**Instructions for the task**
Rewrite the items as a numbered list, one line per number, starting at the start of the items and ending at the line that contains "x=179, y=168". Leave out blank lines and pictures.

**Stored data**
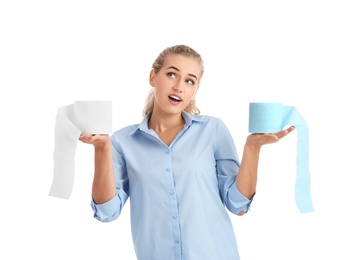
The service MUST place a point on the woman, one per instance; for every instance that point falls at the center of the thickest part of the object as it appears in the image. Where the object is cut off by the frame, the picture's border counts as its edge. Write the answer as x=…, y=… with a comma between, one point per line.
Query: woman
x=179, y=168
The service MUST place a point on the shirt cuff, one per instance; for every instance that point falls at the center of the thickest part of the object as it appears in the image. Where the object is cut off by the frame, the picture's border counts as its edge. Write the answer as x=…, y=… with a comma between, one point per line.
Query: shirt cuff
x=238, y=201
x=107, y=211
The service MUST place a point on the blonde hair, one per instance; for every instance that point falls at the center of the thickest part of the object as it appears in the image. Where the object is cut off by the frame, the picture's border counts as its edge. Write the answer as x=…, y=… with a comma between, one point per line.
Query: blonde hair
x=158, y=64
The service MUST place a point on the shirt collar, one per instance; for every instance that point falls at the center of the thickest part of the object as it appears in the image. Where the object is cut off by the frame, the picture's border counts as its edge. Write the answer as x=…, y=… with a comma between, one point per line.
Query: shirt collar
x=188, y=118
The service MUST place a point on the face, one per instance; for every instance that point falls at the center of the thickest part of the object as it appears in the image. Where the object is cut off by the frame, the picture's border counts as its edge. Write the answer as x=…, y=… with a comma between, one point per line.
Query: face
x=175, y=84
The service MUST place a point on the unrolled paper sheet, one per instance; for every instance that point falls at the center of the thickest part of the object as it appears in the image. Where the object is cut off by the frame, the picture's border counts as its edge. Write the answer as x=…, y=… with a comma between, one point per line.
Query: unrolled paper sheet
x=273, y=117
x=94, y=117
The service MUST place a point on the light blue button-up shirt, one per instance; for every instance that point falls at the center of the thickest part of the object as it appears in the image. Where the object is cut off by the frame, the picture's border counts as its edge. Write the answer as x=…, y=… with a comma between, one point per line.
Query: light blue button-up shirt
x=178, y=193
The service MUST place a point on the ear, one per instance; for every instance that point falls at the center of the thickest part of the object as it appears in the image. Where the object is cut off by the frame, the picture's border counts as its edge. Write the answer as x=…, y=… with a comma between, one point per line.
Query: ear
x=152, y=77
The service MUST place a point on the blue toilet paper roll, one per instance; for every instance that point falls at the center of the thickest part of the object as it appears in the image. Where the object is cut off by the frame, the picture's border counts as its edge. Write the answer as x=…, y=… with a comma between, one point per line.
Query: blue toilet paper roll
x=273, y=117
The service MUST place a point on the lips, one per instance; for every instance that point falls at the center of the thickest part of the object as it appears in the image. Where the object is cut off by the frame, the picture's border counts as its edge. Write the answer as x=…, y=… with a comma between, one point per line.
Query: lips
x=175, y=98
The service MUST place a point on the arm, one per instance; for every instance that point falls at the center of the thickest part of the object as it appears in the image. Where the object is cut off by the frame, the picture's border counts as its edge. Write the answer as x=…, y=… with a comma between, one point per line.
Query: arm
x=246, y=180
x=103, y=186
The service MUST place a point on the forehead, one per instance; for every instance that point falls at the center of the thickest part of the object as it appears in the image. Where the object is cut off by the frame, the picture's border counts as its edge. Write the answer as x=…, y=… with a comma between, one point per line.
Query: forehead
x=184, y=64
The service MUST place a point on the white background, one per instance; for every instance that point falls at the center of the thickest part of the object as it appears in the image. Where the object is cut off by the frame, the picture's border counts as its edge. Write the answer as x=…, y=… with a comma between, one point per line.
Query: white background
x=299, y=53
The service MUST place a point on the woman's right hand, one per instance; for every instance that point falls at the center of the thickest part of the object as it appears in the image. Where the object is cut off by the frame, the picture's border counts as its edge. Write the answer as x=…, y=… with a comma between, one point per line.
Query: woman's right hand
x=98, y=140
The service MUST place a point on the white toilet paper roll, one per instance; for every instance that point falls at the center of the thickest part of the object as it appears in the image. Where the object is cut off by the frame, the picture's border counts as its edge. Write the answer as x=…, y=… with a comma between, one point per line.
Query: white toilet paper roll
x=93, y=117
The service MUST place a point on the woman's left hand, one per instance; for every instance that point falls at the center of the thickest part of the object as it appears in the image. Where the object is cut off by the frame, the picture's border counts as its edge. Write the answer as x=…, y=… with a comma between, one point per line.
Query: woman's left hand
x=257, y=140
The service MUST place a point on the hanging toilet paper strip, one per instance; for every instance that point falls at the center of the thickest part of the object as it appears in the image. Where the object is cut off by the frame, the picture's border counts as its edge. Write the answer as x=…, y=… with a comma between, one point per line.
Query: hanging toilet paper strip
x=273, y=117
x=93, y=117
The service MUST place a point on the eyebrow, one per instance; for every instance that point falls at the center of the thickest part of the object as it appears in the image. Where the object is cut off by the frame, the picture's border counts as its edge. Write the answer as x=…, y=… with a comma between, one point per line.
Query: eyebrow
x=192, y=75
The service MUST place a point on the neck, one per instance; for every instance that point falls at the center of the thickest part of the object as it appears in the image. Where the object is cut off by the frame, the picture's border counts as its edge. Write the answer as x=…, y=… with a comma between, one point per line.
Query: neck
x=162, y=123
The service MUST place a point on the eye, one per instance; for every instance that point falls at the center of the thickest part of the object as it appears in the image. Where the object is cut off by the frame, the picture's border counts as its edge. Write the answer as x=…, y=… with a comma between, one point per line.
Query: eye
x=172, y=75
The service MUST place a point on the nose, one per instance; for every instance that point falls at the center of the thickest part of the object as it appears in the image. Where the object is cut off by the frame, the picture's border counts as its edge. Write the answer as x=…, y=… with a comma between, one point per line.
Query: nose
x=178, y=86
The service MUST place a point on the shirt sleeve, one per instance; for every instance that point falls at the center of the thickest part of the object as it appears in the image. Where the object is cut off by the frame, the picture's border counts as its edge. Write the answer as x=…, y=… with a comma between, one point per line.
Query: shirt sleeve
x=227, y=166
x=111, y=209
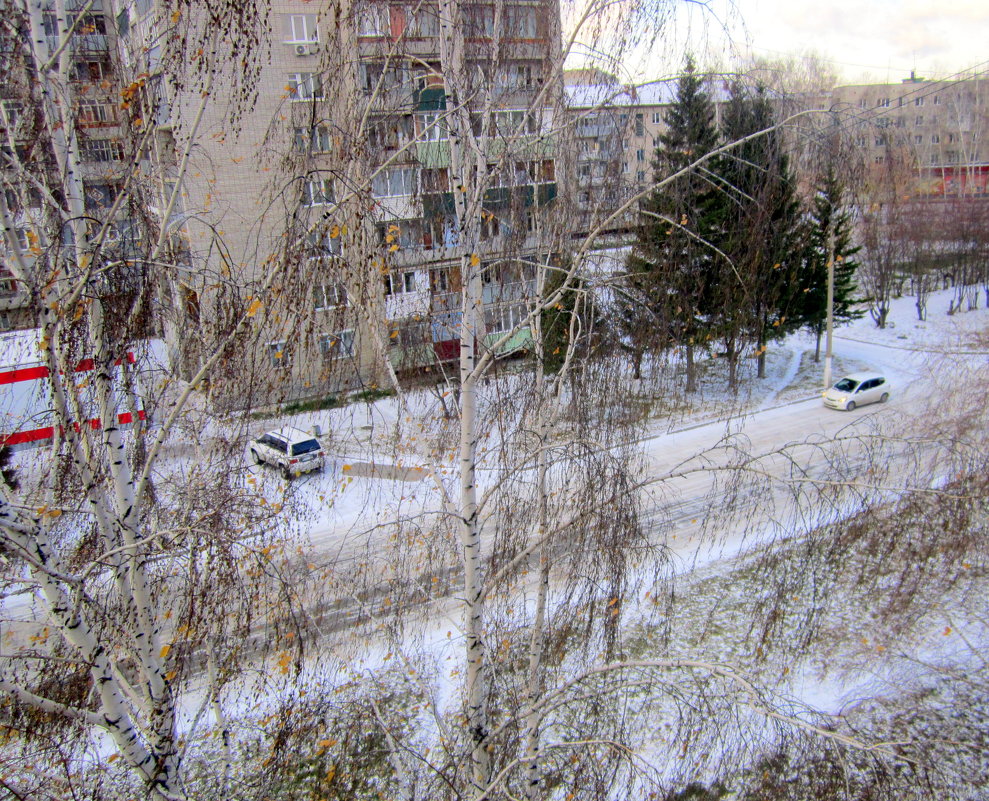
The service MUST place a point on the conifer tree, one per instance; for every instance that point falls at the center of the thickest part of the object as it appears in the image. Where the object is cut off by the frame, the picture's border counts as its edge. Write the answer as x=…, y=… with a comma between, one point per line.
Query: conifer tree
x=830, y=237
x=670, y=267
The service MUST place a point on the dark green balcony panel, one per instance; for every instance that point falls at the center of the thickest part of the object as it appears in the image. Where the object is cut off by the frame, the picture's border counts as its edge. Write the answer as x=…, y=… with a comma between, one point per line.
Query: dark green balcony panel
x=432, y=98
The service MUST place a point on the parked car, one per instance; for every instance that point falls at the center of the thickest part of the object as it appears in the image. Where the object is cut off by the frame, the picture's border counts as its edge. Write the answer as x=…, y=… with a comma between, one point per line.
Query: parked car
x=291, y=450
x=857, y=389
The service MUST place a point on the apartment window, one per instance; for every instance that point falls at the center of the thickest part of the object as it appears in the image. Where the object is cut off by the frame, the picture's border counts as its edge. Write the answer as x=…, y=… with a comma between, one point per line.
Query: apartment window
x=93, y=112
x=317, y=192
x=329, y=296
x=278, y=355
x=500, y=319
x=521, y=22
x=337, y=345
x=302, y=28
x=434, y=127
x=305, y=86
x=400, y=283
x=373, y=20
x=316, y=139
x=393, y=182
x=439, y=281
x=102, y=150
x=422, y=21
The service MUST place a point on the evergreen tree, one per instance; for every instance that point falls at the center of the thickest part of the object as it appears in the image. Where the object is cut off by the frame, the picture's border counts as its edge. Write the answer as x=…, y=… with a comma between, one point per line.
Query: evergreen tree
x=830, y=227
x=668, y=294
x=765, y=234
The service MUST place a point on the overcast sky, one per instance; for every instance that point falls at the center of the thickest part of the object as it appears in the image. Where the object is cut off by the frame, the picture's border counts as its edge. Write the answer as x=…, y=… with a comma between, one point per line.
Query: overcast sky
x=865, y=40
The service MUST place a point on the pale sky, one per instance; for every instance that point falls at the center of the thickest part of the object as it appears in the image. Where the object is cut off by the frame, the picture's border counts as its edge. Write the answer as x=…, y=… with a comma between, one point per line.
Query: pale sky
x=864, y=40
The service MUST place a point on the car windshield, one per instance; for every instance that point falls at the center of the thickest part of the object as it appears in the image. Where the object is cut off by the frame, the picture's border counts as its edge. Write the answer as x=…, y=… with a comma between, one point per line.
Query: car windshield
x=308, y=446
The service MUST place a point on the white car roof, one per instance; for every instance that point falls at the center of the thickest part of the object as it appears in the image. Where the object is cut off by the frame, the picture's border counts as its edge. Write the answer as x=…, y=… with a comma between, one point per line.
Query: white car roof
x=860, y=377
x=292, y=434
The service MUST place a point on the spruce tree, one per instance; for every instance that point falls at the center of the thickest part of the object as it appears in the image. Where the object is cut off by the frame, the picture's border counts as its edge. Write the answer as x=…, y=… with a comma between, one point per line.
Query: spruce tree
x=830, y=237
x=764, y=237
x=669, y=290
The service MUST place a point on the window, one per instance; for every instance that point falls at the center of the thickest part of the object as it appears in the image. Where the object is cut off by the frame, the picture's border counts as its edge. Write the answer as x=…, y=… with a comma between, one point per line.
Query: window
x=328, y=243
x=434, y=127
x=439, y=280
x=337, y=345
x=393, y=182
x=521, y=22
x=373, y=20
x=317, y=192
x=422, y=21
x=500, y=319
x=302, y=28
x=305, y=86
x=102, y=150
x=8, y=284
x=400, y=283
x=93, y=112
x=316, y=139
x=278, y=355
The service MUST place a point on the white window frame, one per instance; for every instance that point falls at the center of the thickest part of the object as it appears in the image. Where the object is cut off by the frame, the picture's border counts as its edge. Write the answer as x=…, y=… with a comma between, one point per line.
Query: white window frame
x=384, y=183
x=373, y=20
x=337, y=345
x=278, y=355
x=331, y=295
x=317, y=192
x=299, y=27
x=305, y=86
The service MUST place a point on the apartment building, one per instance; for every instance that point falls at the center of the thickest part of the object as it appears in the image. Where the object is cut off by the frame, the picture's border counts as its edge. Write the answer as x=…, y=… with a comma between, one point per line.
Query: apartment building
x=343, y=163
x=943, y=125
x=29, y=162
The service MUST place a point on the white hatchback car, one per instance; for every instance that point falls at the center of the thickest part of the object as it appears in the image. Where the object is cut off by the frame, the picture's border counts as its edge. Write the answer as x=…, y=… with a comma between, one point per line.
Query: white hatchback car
x=291, y=450
x=857, y=389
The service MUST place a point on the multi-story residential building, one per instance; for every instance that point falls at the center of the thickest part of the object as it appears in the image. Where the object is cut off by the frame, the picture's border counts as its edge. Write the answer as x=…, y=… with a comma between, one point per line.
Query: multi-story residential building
x=943, y=125
x=345, y=163
x=29, y=162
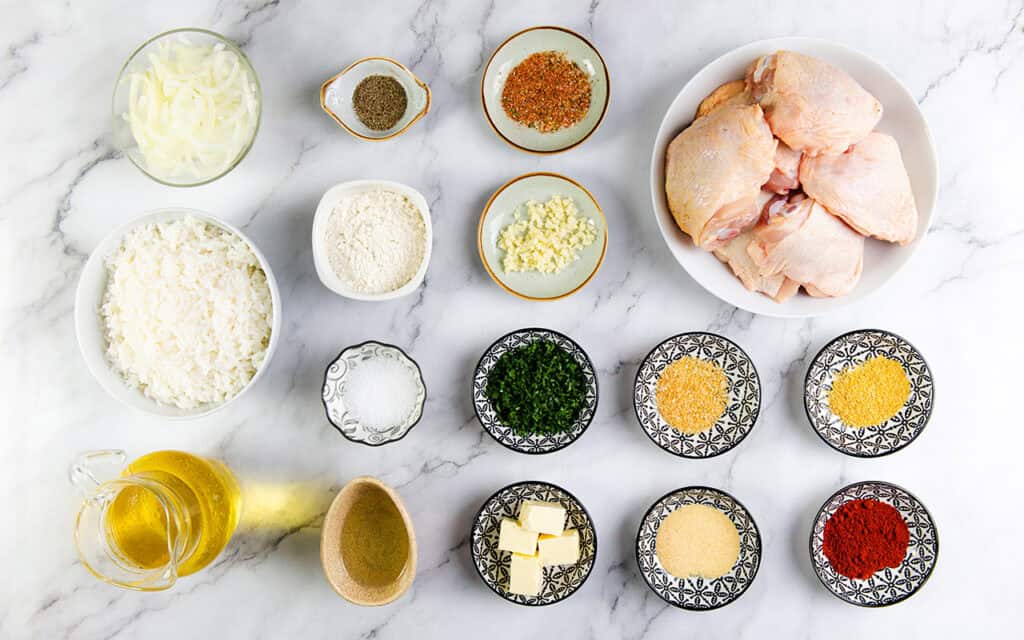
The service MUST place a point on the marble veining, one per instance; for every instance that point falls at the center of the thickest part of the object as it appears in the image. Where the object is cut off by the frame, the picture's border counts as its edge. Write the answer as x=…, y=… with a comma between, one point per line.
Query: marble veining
x=64, y=186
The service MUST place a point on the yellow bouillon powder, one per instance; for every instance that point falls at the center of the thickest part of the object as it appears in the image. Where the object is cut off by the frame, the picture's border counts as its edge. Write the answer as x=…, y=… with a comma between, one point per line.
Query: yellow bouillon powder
x=697, y=541
x=692, y=394
x=869, y=393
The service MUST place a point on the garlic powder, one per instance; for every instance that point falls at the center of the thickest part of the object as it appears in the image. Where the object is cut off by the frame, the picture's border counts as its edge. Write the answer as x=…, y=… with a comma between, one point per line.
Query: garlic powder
x=376, y=241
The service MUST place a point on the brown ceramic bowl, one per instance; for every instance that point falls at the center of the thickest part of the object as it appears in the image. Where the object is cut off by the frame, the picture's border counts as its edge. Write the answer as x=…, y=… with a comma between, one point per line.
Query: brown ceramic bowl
x=334, y=567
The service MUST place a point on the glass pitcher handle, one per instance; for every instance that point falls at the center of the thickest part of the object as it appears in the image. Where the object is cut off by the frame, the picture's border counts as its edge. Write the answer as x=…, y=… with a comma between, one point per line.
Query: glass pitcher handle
x=91, y=469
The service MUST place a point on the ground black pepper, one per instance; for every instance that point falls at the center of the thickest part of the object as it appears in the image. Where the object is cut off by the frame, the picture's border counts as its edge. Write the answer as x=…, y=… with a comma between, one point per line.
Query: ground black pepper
x=380, y=101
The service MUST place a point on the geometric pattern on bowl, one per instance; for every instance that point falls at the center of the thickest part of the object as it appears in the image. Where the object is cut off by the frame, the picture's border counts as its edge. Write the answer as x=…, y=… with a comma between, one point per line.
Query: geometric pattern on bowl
x=849, y=350
x=744, y=395
x=890, y=585
x=493, y=565
x=698, y=594
x=532, y=443
x=333, y=393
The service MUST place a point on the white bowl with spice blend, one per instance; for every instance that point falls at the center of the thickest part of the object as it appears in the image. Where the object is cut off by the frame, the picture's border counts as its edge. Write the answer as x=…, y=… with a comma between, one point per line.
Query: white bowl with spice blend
x=372, y=240
x=375, y=98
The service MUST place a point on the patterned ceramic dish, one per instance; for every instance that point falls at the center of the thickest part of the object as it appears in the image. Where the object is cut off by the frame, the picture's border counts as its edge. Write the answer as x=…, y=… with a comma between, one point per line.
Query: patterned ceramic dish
x=504, y=434
x=849, y=350
x=333, y=394
x=336, y=100
x=698, y=594
x=501, y=211
x=514, y=50
x=739, y=416
x=888, y=586
x=493, y=565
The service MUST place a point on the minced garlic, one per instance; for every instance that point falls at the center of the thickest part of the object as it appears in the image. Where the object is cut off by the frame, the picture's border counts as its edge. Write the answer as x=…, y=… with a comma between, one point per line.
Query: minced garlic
x=869, y=393
x=692, y=394
x=548, y=239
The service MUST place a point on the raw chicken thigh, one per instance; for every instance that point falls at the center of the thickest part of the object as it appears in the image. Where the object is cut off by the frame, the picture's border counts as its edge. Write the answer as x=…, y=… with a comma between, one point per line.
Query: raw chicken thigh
x=811, y=105
x=802, y=241
x=785, y=176
x=714, y=172
x=730, y=93
x=867, y=186
x=734, y=254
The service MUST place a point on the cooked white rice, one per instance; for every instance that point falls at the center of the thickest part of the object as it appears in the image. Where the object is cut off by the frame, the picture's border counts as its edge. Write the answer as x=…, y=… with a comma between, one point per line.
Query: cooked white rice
x=187, y=312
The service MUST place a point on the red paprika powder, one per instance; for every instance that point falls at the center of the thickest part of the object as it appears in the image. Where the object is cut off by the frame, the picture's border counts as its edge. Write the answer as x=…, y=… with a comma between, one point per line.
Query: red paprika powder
x=864, y=537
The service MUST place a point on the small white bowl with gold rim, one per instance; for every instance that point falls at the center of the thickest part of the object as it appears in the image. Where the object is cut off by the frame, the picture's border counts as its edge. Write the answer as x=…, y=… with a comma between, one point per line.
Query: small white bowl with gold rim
x=514, y=50
x=502, y=210
x=331, y=199
x=336, y=96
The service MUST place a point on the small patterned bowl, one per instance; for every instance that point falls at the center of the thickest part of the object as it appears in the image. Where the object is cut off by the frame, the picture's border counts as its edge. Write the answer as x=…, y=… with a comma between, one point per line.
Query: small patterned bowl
x=849, y=350
x=544, y=443
x=493, y=565
x=888, y=586
x=514, y=50
x=739, y=416
x=333, y=393
x=698, y=594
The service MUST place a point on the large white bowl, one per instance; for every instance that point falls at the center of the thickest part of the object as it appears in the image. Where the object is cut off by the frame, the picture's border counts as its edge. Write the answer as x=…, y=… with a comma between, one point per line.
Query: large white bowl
x=89, y=329
x=902, y=119
x=327, y=204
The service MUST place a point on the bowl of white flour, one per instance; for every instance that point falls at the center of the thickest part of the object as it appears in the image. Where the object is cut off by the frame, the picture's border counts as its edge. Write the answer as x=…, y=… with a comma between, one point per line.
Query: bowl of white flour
x=372, y=240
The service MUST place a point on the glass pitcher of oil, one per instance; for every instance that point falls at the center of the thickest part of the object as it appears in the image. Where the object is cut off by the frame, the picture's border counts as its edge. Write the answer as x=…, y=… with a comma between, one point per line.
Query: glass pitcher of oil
x=143, y=524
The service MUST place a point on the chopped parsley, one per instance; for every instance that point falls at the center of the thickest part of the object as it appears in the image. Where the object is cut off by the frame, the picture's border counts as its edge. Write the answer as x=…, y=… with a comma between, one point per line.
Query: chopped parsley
x=538, y=388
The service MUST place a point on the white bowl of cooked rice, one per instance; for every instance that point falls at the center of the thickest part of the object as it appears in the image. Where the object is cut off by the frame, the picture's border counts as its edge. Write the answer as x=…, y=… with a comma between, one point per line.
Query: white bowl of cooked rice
x=177, y=313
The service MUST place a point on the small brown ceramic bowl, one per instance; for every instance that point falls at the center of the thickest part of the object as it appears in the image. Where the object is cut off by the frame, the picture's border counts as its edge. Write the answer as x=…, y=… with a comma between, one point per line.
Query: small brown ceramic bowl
x=331, y=541
x=336, y=96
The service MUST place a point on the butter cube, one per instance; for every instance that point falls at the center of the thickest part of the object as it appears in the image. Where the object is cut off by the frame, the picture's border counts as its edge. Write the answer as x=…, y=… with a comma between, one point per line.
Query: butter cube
x=543, y=517
x=515, y=539
x=562, y=549
x=525, y=576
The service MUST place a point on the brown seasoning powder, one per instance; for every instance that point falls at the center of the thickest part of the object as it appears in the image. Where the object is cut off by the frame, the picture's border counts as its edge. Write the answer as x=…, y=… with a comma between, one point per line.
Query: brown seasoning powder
x=379, y=101
x=547, y=91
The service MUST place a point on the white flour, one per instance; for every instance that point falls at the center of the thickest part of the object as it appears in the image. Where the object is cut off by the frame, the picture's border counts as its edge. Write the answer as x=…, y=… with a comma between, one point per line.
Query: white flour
x=376, y=241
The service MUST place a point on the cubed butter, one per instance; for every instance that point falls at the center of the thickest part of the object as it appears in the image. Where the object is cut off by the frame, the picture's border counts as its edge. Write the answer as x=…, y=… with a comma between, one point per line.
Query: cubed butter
x=515, y=539
x=543, y=517
x=525, y=576
x=562, y=549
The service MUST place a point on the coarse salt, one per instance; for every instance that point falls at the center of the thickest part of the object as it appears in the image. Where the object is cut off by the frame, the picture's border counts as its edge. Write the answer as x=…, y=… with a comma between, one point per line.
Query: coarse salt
x=381, y=393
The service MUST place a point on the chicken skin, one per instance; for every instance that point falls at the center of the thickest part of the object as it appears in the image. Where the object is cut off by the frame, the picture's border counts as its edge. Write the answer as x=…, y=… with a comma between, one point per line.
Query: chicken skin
x=810, y=104
x=785, y=176
x=778, y=287
x=867, y=187
x=802, y=241
x=729, y=93
x=714, y=172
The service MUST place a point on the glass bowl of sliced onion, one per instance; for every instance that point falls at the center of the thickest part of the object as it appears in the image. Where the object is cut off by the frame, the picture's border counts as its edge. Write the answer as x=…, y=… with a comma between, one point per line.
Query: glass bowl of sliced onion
x=186, y=107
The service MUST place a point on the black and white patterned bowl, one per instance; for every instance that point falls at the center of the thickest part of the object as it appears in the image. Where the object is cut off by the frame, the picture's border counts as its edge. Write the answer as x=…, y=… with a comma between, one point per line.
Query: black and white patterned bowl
x=698, y=594
x=493, y=565
x=888, y=586
x=541, y=443
x=849, y=350
x=333, y=396
x=744, y=395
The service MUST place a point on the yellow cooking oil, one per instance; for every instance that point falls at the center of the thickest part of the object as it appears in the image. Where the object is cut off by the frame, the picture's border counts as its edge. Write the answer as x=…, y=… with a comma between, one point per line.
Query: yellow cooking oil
x=137, y=524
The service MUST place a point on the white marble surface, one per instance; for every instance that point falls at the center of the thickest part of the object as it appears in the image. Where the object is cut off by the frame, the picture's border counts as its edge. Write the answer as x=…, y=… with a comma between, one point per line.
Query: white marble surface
x=62, y=187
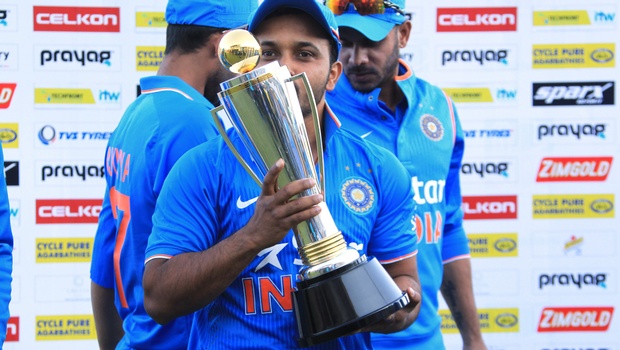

**Result**
1. The service MUST place a point on the woman, one per instance; for every instance that point falls at the center of the thickest part of the object as it appears in the image. Where the object is cut off by the frame, the picture's border counts as its edge. Write the answer as x=…, y=… with a comma between, one point per line.
2. Query: woman
3. x=179, y=168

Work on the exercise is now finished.